This patch introduce a new feature for zero out pages before page
allocation, it can help to speed up page allocation.

The idea is very simple, zero out free pages when the system is
not busy and mark the page with PG_zero, when allocating a page,
if the page need to be filled with zero, check the flag in the
struct page, if it's marked as PG_zero, zero out can be skipped,
it can save cpu time and speed up page allocation.

This serial is based on the feature 'free page reporting' which
introduced by Alexander Duyck 

We can benefit from this feature in the flowing case:
    1. User space mlock a large chunk of memory
    2. VFIO pin pages for DMA
    3. Allocating transparent huge page
    4. Speed up page fault process

My original intention for adding this feature is to shorten
VM creation time when VFIO device is attached, it works good 
and the VM creation time is reduced obviously. 

Creating a VM [64G RAM, 32 CPUs] with GPU passthrough
=====================================================
QEMU use 4K pages, THP is off
                  round1      round2      round3
w/o this patch:    23.5s       24.7s       24.6s 
w/ this patch:     10.2s       10.3s       11.2s

QEMU use 4K pages, THP is on
                  round1      round2      round3
w/o this patch:    17.9s       14.8s       14.9s 
w/ this patch:     1.9s        1.8s        1.9s
=====================================================

Look forward to your feedbacks.

▶ _Given information_:
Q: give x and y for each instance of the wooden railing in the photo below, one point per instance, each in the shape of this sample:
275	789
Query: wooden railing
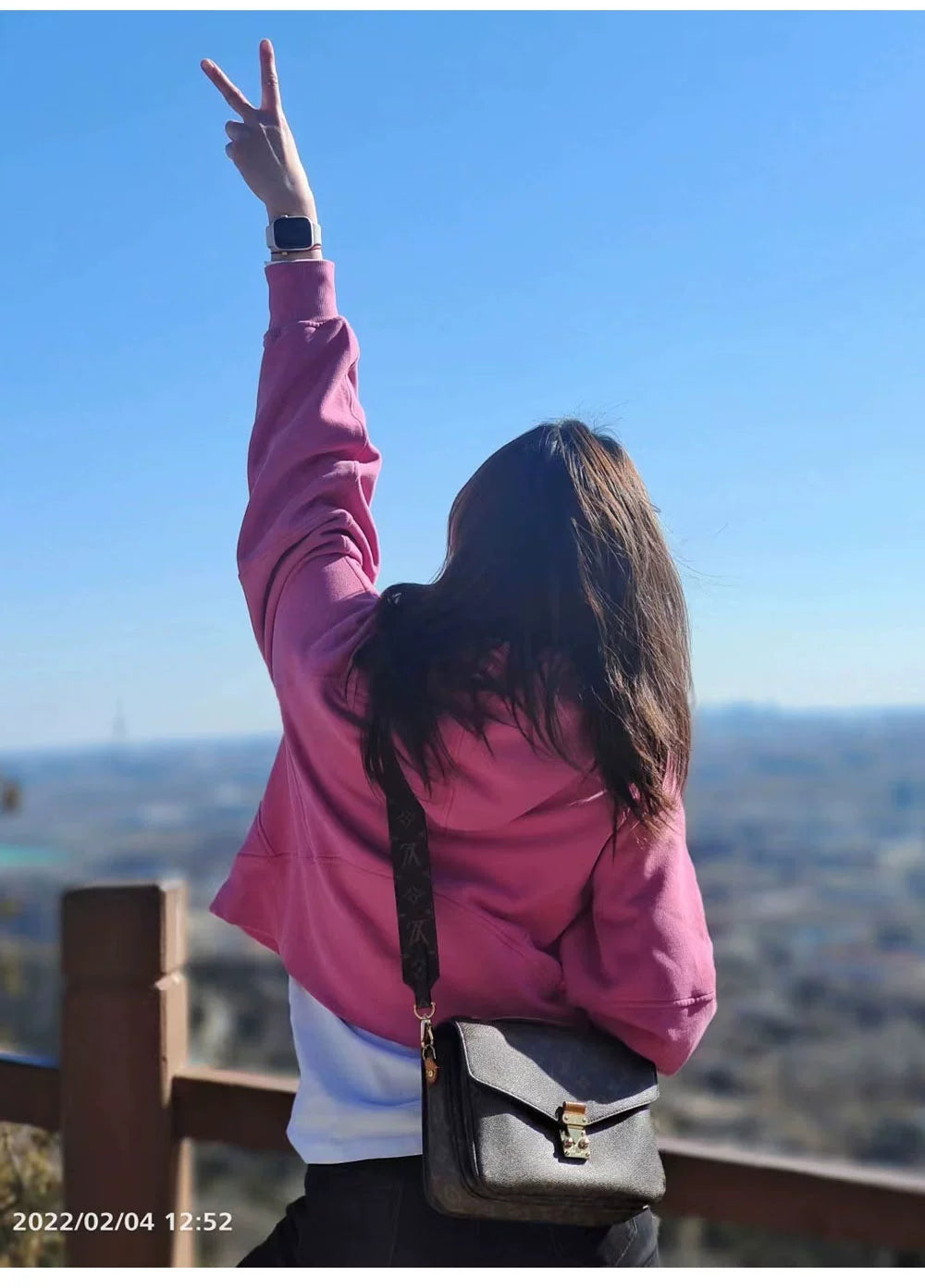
128	1105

▶ _Objective 1_:
Answer these questions about the patch description, using the facts it states:
(a) Which flag marks a page that has already been zeroed out?
(b) Which existing feature is this series based on?
(c) With QEMU using 4K pages and THP on, how long did VM creation take in round2 with the patch applied?
▶ _Objective 2_:
Summarize the patch description in two sentences.
▶ _Objective 3_:
Output the part of the patch description starting with "Creating a VM" and going on through "to your feedbacks.".

▶ _Task result 1_:
(a) PG_zero
(b) The 'free page reporting' feature, introduced by Alexander Duyck
(c) 1.8s

▶ _Task result 2_:
The patch zeroes out free pages when the system is not busy and marks them with PG_zero, so that allocating a page that needs zero filling can skip that step and save CPU time. Built on the free page reporting feature, it was meant to shorten VM creation time with a VFIO device attached, and creating a 64G, 32-CPU VM with GPU passthrough went from 23.5–24.7s to 10.2–11.2s with THP off and from 14.8–17.9s to 1.8–1.9s with THP on.

▶ _Task result 3_:
Creating a VM [64G RAM, 32 CPUs] with GPU passthrough
=====================================================
QEMU use 4K pages, THP is off
                  round1      round2      round3
w/o this patch:    23.5s       24.7s       24.6s 
w/ this patch:     10.2s       10.3s       11.2s

QEMU use 4K pages, THP is on
                  round1      round2      round3
w/o this patch:    17.9s       14.8s       14.9s 
w/ this patch:     1.9s        1.8s        1.9s
=====================================================

Look forward to your feedbacks.